== WHAT THE TASK ASKS ==
Please return every line in the following data that includes the string "foreleg".

== DATASET ENTRIES ==
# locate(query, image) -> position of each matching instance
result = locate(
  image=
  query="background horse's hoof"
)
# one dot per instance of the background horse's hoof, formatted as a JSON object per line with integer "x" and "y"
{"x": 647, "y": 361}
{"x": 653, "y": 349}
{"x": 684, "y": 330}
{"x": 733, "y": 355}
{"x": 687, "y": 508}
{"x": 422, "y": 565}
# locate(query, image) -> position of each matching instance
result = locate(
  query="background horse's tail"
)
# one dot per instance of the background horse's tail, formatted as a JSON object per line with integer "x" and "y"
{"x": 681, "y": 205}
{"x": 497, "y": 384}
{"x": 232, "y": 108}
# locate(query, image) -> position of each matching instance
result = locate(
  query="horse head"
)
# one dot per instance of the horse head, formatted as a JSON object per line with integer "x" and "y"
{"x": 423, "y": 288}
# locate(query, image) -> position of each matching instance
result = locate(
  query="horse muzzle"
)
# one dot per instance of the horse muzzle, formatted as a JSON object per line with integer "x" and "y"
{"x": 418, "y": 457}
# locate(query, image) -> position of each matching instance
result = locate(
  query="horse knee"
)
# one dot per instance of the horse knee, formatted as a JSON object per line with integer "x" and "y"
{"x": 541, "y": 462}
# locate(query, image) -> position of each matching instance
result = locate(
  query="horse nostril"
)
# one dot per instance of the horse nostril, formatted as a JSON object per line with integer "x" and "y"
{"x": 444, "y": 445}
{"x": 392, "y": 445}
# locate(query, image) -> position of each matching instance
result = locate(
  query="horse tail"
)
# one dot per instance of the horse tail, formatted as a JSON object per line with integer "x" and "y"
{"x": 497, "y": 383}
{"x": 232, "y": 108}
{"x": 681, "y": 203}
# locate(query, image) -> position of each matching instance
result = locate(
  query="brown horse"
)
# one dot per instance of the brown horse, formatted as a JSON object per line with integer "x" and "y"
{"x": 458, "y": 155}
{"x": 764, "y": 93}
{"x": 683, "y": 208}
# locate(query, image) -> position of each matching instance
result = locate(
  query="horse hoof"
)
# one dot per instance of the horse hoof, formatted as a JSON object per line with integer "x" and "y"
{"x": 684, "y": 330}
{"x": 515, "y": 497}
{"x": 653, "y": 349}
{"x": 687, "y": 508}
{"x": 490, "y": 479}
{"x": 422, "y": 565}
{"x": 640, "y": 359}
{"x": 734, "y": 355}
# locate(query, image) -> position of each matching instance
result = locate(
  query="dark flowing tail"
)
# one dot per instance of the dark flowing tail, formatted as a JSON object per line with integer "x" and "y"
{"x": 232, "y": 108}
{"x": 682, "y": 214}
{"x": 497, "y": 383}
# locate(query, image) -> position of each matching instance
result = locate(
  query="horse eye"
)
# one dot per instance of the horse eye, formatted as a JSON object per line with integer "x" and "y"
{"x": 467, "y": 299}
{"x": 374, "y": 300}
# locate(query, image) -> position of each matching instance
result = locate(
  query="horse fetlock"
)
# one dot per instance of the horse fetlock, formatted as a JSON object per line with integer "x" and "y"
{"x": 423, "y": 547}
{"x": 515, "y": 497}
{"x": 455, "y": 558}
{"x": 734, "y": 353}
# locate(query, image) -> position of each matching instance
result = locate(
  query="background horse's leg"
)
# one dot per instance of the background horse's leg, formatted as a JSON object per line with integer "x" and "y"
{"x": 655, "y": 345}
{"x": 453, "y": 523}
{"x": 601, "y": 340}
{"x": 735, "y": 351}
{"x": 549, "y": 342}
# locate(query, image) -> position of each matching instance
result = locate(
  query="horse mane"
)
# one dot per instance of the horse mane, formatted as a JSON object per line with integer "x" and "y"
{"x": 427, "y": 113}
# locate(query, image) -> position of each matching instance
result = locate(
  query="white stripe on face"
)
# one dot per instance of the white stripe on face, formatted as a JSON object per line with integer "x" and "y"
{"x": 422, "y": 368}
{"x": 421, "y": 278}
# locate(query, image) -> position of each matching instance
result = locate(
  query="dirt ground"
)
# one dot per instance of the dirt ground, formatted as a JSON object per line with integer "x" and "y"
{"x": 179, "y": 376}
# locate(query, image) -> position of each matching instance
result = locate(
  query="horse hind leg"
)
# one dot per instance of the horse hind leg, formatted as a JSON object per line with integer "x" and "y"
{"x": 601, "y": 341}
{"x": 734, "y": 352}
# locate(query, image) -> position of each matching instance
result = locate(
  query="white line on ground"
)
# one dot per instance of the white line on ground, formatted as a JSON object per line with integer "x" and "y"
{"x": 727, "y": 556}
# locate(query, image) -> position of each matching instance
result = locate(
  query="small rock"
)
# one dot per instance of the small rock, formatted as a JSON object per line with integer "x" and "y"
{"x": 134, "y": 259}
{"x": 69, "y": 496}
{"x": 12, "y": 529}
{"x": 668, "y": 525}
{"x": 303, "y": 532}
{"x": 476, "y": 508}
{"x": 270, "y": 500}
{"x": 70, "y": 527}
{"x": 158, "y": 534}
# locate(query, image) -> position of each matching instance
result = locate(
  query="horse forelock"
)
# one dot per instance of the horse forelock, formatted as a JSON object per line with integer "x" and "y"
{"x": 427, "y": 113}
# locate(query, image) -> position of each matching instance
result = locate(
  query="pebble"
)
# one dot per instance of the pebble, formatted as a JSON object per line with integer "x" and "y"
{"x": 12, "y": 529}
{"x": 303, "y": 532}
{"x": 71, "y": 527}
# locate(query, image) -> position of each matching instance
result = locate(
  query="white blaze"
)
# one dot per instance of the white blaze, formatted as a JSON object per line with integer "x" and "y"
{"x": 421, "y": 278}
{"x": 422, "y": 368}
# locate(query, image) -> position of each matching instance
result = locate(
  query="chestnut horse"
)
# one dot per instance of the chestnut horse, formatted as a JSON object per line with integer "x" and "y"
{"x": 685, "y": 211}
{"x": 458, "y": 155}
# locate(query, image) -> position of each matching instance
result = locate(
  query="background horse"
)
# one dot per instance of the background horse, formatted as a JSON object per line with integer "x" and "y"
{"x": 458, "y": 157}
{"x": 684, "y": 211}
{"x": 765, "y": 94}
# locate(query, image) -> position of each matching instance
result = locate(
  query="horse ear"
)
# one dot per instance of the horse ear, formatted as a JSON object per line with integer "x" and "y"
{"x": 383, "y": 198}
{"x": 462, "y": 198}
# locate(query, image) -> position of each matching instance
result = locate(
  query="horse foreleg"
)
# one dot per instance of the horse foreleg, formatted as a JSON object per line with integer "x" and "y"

== TASK SOLUTION ==
  query="horse foreleg"
# one dot per instance of the horse foreleg, formatted as a JSON object per line with integer "x" and "y"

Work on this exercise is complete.